[START OF SOURCE PASSAGE]

Source code for d3rlpy.metrics.comparer

import numpy as np

from .scorer import _make_batches


[docs]def compare_continuous_action_diff(base_algo, window_size=1024):
    """ Returns scorer function of action difference between algorithms. 

    This metrics suggests how different the two algorithms are in continuous
    action-space.
    If the algorithm to compare with is near-optimal, the small action
    difference would be better.

    .. math::

        \\mathbb{E}_{s_t \\sim D}
            [(\\pi_{\\phi_1}(s_t) - \\pi_{\\phi_2}(s_t))^2]

    .. code-block:: python

        from d3rlpy.algos import CQL
        from d3rlpy.metrics.comparer import compare_continuous_action_diff

        cql1 = CQL()
        cql2 = CQL()

        scorer = compare_continuous_action_diff(cql1)

[END OF SOURCE PASSAGE]
[START OF RECORDED DATA]

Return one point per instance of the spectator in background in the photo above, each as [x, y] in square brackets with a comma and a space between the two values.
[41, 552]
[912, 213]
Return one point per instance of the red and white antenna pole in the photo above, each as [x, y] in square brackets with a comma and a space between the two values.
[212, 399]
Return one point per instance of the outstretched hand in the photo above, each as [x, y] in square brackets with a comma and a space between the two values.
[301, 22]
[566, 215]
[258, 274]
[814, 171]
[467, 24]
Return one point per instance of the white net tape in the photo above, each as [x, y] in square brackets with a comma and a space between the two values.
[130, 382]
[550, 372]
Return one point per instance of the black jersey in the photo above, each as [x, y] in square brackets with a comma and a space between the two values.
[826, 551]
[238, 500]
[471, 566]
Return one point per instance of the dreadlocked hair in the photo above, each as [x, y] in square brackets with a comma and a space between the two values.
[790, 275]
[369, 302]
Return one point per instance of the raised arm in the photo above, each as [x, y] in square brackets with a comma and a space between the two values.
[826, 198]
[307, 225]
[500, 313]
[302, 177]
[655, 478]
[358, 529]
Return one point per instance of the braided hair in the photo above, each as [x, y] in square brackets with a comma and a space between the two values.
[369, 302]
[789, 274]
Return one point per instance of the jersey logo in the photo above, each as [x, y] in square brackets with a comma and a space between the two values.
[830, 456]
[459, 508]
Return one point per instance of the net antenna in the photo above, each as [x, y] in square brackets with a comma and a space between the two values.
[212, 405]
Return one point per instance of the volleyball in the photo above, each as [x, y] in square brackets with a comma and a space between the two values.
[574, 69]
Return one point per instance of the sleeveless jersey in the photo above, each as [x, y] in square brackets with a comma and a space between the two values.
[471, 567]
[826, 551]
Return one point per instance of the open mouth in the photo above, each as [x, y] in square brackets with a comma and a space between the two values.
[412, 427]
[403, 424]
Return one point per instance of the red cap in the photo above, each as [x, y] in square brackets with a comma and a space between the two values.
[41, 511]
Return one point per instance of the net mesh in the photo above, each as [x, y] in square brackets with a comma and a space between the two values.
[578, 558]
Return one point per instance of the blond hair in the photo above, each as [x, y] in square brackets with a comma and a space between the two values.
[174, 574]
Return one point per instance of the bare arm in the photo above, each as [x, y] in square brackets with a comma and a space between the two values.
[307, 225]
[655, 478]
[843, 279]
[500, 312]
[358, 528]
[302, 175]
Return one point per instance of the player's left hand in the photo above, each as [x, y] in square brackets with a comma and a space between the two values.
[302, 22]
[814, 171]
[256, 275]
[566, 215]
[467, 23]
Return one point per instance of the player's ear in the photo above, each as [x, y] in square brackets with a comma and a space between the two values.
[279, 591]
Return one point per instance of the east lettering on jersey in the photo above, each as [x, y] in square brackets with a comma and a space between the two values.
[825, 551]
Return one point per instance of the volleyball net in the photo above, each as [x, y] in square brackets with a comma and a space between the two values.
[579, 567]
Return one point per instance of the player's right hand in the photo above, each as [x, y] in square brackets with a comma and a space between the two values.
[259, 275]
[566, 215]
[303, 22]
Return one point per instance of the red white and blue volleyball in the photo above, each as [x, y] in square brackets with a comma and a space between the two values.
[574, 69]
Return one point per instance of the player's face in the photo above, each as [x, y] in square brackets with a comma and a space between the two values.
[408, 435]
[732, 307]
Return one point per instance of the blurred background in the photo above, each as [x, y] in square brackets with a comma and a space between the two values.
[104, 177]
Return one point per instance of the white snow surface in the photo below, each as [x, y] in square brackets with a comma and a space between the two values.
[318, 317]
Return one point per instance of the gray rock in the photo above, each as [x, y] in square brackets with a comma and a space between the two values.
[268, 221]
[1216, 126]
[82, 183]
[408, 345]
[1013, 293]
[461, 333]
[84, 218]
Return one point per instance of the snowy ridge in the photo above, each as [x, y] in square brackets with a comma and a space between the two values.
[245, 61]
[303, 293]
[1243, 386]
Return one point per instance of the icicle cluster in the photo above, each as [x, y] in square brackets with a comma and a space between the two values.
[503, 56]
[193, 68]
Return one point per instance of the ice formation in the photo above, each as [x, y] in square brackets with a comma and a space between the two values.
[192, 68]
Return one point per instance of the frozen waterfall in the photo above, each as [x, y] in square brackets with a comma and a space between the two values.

[END OF RECORDED DATA]

**WHAT TO PRODUCE:**
Do these statements agree with the comparer source code above? Answer yes or no for each and quote the deciding words.
1. The default value of window_size is 1024.
2. The metric shows how different two algorithms are in discrete action-space.
3. If the algorithm compared with is near-optimal, a larger action difference would be better.

**WRITTEN ANSWER:**
1. Yes: "window_size=1024"
2. No: "how different the two algorithms are in continuous action-space"
3. No: "the small action difference would be better"